Text provided
----
Benefits of a daily diary and topic journals - Ivoah
https://sivers.org/dj
======
_virtu
I bullet journal for organization of my day to day life. I've picked up
calligraphy. There's something about taking 15 to 20 minutes a day to just
focus on the nib gliding across the paper that's very calming for my mind.
Often times I'll just write down phrases or words in calligraphy that are said
during meetings as my form of journaling. I find that it helps me focus and
gives me a sense of enjoyment for almost every meeting where I'm a more
passive participant.

I also use markdown, which feels "close enough" to plaintext and as of now
vscode for organizing digital notes. I absolutely agree with the whole
"thoughts on" approach and have using tagging to group knowledge in my notes.
I wrote a little plugin for vscode that helps you with organizing your notes
without having to worry about file structure:
[https://marketplace.visualstudio.com/items?itemName=vscode-n...](https://marketplace.visualstudio.com/items?itemName=vscode-
nested-tags.vscode-nested-tags).

As for the psychological impacts. Having a journal to help empty my mind has
been extremely helpful in managing my anxiety. If I ever find myself thinking
too much about work I just turn towards my journal and empty it on to the
pages. I find myself less likely to dwell if the thoughts are on paper or
captured elsewhere. I think that it helps with acceptance as often times I say
to myself, "It'll be there tomorrow." once it's out of my head.
----
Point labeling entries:
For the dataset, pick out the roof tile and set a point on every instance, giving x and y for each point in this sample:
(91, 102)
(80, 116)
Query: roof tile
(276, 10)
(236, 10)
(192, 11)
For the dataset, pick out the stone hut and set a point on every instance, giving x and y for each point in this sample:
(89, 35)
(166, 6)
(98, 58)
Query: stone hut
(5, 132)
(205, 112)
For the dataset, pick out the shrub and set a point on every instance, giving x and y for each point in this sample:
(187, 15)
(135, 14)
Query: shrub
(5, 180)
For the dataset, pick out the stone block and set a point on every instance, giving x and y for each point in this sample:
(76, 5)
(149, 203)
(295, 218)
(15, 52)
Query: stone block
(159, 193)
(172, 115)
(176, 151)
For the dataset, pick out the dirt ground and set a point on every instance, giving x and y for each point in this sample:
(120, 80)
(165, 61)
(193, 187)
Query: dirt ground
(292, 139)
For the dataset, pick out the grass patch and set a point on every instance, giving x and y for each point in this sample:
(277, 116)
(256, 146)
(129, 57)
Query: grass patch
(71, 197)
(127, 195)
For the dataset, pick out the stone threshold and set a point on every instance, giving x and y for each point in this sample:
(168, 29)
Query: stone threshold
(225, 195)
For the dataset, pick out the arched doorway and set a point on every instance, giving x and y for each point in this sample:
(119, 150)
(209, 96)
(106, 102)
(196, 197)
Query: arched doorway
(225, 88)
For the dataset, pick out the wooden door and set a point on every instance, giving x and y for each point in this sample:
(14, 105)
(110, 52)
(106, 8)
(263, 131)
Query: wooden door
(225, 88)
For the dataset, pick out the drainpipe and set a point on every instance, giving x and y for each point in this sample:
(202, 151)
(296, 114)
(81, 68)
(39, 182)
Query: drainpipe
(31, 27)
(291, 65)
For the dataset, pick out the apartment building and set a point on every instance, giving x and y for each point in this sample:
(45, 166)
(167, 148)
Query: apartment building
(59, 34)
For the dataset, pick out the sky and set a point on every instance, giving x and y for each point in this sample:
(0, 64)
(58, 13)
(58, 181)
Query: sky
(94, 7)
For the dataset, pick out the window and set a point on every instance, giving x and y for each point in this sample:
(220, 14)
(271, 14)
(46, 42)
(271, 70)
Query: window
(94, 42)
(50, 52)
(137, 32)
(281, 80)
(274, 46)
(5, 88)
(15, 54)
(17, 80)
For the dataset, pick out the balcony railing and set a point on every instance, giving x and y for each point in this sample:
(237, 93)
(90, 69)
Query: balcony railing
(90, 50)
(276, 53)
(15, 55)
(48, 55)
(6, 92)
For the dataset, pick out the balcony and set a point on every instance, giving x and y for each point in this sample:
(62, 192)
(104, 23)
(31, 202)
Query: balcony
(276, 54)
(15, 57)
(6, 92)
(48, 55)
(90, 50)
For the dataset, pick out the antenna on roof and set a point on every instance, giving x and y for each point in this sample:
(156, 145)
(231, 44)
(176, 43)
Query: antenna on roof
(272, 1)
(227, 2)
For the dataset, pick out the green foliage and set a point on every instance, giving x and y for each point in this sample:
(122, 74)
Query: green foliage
----
Directives
a: Return the passage of the journaling comment between "Benefits of a" and "for my mind.", inclusive, copied word for word.
b: Rewrite the lines of the entries as a numbered list, leaving out blank lines, starting at the line that contains "For the dataset, pick out the green" and continuing through the last line of the entries, inclusive.

Outputs by task
a:
Benefits of a daily diary and topic journals - Ivoah
https://sivers.org/dj
======
_virtu
I bullet journal for organization of my day to day life. I've picked up
calligraphy. There's something about taking 15 to 20 minutes a day to just
focus on the nib gliding across the paper that's very calming for my mind.

b:
1. For the dataset, pick out the green foliage and set a point on every instance, giving x and y for each point in this sample:
2. (122, 74)
3. Query: green foliage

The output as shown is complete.